PROBLEM STATEMENT »
Each entry below is to be duplicated verbatim.
•••
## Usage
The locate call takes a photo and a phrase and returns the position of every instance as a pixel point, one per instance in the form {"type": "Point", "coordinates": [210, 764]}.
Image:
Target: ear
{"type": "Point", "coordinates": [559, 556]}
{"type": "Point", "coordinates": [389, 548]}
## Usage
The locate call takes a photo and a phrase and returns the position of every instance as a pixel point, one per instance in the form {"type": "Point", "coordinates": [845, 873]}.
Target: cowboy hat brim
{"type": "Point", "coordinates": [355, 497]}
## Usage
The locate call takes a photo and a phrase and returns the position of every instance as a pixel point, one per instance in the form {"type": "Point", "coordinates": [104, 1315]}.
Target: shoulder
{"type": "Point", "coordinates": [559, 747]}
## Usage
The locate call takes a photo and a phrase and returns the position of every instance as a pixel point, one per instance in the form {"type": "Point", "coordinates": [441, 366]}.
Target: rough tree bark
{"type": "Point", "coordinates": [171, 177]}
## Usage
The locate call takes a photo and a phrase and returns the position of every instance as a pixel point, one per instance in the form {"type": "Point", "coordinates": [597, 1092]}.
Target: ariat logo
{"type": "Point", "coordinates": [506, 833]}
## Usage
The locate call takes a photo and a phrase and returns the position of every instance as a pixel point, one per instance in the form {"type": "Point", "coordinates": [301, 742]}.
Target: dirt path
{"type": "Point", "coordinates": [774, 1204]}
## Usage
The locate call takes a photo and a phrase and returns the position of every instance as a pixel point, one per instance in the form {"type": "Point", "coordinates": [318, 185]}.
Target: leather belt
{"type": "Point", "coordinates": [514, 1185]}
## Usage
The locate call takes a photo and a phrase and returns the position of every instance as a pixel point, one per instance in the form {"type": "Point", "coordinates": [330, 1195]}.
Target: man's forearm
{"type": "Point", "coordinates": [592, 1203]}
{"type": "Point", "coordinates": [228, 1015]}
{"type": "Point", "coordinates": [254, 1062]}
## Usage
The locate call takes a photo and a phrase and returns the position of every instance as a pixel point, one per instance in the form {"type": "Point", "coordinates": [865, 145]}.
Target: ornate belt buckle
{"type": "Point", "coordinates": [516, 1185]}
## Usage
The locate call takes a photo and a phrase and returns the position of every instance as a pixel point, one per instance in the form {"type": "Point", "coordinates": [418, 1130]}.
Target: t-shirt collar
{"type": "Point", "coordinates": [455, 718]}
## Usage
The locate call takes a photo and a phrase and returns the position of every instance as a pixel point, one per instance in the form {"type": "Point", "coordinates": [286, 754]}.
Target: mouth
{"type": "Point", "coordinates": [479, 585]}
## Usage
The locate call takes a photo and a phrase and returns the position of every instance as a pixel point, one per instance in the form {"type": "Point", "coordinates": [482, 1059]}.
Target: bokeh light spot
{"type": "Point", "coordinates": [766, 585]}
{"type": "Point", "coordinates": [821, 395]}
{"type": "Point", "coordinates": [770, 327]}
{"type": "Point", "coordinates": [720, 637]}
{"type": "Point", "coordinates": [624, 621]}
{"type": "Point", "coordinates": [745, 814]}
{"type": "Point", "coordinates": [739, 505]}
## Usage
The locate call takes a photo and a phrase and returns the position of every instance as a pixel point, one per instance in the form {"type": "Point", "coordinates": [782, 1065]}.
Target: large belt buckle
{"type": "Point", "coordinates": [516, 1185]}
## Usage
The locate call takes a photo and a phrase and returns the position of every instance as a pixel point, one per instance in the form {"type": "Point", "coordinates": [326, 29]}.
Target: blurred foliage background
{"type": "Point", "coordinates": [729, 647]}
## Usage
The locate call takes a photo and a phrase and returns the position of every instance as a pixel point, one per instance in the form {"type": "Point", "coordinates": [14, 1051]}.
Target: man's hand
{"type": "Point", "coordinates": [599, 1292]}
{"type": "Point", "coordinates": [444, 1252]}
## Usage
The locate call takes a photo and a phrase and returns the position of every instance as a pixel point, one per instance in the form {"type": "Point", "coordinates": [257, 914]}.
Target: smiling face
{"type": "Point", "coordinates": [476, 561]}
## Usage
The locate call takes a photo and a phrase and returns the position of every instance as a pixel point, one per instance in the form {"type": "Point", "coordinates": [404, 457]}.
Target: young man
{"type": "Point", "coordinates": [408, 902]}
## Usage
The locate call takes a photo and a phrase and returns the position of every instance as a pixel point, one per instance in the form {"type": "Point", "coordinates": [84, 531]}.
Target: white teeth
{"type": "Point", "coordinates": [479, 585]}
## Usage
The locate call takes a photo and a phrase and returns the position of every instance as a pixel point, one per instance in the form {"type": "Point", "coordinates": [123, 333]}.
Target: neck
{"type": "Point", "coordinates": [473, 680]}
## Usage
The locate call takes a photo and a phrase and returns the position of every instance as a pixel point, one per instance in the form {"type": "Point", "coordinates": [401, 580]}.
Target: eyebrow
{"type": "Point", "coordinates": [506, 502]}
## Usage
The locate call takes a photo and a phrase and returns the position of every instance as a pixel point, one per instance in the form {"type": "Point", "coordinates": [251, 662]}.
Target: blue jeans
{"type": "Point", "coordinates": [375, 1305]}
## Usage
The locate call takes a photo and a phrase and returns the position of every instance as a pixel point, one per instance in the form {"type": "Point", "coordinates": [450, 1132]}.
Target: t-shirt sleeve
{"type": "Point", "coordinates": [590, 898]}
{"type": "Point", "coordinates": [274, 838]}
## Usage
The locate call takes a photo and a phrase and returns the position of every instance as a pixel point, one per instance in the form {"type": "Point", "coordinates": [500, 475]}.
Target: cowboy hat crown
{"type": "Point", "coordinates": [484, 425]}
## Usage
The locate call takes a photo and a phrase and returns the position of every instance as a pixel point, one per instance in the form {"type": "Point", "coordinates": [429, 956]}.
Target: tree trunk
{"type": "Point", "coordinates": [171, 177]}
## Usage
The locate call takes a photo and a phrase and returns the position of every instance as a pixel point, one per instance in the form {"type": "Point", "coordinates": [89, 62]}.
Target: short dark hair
•••
ANSWER TO THE PROBLEM »
## Usage
The locate call takes a photo and a phrase and returns the position of every instance as a pixel point, one per instance in the form {"type": "Point", "coordinates": [210, 764]}.
Image:
Target: ear
{"type": "Point", "coordinates": [559, 556]}
{"type": "Point", "coordinates": [389, 548]}
## Usage
The locate call takes a photo and a phrase and returns the position of every instance as a pixel point, one per instance in the form {"type": "Point", "coordinates": [845, 873]}.
Target: cowboy hat brim
{"type": "Point", "coordinates": [355, 497]}
## Usage
The locate call takes a photo and a phrase and returns the position of every instance as a pixel point, one per instance in the form {"type": "Point", "coordinates": [104, 1315]}.
Target: shoulder
{"type": "Point", "coordinates": [559, 747]}
## Usage
The locate call takes a photo and a phrase and returns the position of every instance as a pixel point, one per instance in the form {"type": "Point", "coordinates": [441, 366]}.
Target: rough tree bark
{"type": "Point", "coordinates": [171, 177]}
## Usage
The locate call takes a photo and a phrase and returns the position of every instance as a pixel point, one per instance in the form {"type": "Point", "coordinates": [597, 1092]}.
Target: ariat logo
{"type": "Point", "coordinates": [506, 833]}
## Usage
The locate call takes a photo and a phrase and returns the position of every instance as a pixel point, one per instance in the form {"type": "Point", "coordinates": [301, 742]}.
Target: dirt path
{"type": "Point", "coordinates": [774, 1204]}
## Usage
The locate call takes a photo and a phrase and returns the position of every instance as a pixel point, one per instance in the form {"type": "Point", "coordinates": [318, 185]}.
Target: leather belt
{"type": "Point", "coordinates": [514, 1185]}
## Usage
The locate call takes a photo and a phrase and returns the position of every instance as a pixel point, one per instance in the form {"type": "Point", "coordinates": [330, 1195]}.
Target: man's forearm
{"type": "Point", "coordinates": [592, 1203]}
{"type": "Point", "coordinates": [228, 1015]}
{"type": "Point", "coordinates": [254, 1062]}
## Usage
The locate call takes a photo and a phrase and returns the position of every instance as a pixel point, one per instance in the form {"type": "Point", "coordinates": [865, 145]}.
Target: ornate belt buckle
{"type": "Point", "coordinates": [516, 1185]}
## Usage
The locate call takes a photo and a phrase and returns the position of every instance as a pixel point, one per instance in the form {"type": "Point", "coordinates": [418, 1130]}.
Target: t-shirt collar
{"type": "Point", "coordinates": [455, 718]}
## Usage
The locate call takes a photo and a phrase and returns the position of every instance as a pixel point, one per instance in the form {"type": "Point", "coordinates": [286, 754]}.
Target: mouth
{"type": "Point", "coordinates": [479, 585]}
## Usage
The locate call takes a photo and a phrase and returns the position of every instance as a pixel point, one per instance in the form {"type": "Point", "coordinates": [482, 1059]}.
Target: bokeh light spot
{"type": "Point", "coordinates": [766, 585]}
{"type": "Point", "coordinates": [821, 395]}
{"type": "Point", "coordinates": [770, 327]}
{"type": "Point", "coordinates": [720, 637]}
{"type": "Point", "coordinates": [624, 621]}
{"type": "Point", "coordinates": [745, 814]}
{"type": "Point", "coordinates": [739, 505]}
## Usage
The locate call takes a photo and a phrase and returns the position of every instance as a pixel point, one per instance in the form {"type": "Point", "coordinates": [782, 1065]}.
Target: large belt buckle
{"type": "Point", "coordinates": [516, 1185]}
## Usage
The locate call takes a photo and a phrase and returns the position of every instance as a pixel point, one per instance in the form {"type": "Point", "coordinates": [326, 29]}.
Target: blurred foliage background
{"type": "Point", "coordinates": [729, 647]}
## Usage
The locate call takes a photo and a phrase and returns the position of every instance as a pixel point, one per instance in the form {"type": "Point", "coordinates": [14, 1051]}.
Target: man's hand
{"type": "Point", "coordinates": [599, 1292]}
{"type": "Point", "coordinates": [444, 1252]}
## Usage
The locate call takes a photo and a phrase and returns the position of every instance as a pixel point, one per instance in the form {"type": "Point", "coordinates": [257, 914]}.
Target: smiling face
{"type": "Point", "coordinates": [476, 561]}
## Usage
The locate call takes a photo and a phrase and returns the position of every instance as a pixel point, one per instance in the form {"type": "Point", "coordinates": [404, 457]}.
Target: young man
{"type": "Point", "coordinates": [408, 902]}
## Usage
The locate call takes a photo and a phrase and returns the position of every instance as a pixel point, one per instance in the form {"type": "Point", "coordinates": [84, 531]}.
Target: white teeth
{"type": "Point", "coordinates": [479, 585]}
## Usage
The locate call takes a photo and a phrase and returns the position of every instance as a pixel point, one per instance in the form {"type": "Point", "coordinates": [123, 333]}.
Target: neck
{"type": "Point", "coordinates": [473, 680]}
## Usage
The locate call takes a photo and a phrase and returns the position of every instance as a pixel point, one per instance in the form {"type": "Point", "coordinates": [401, 580]}.
Target: eyebrow
{"type": "Point", "coordinates": [506, 502]}
## Usage
The locate call takes a photo and a phrase and returns the position of every instance as a pixel point, one per instance in the form {"type": "Point", "coordinates": [251, 662]}.
Target: blue jeans
{"type": "Point", "coordinates": [375, 1305]}
## Usage
The locate call takes a photo and a phrase and returns the position of every instance as a pixel point, one per instance in the form {"type": "Point", "coordinates": [450, 1132]}.
Target: t-shirt sleeve
{"type": "Point", "coordinates": [590, 898]}
{"type": "Point", "coordinates": [274, 838]}
## Usage
The locate call takes a photo and a phrase and returns the position of every instance as a pixel point, one per instance in the form {"type": "Point", "coordinates": [500, 475]}.
Target: cowboy hat crown
{"type": "Point", "coordinates": [484, 425]}
## Usage
The locate call takes a photo and a phrase and returns the position of every instance as a pixel point, one per instance in the form {"type": "Point", "coordinates": [429, 956]}.
Target: tree trunk
{"type": "Point", "coordinates": [171, 177]}
## Usage
The locate call takes a photo and a phrase and returns the position of every instance as a pixel point, one per instance in the form {"type": "Point", "coordinates": [89, 62]}.
Target: short dark hair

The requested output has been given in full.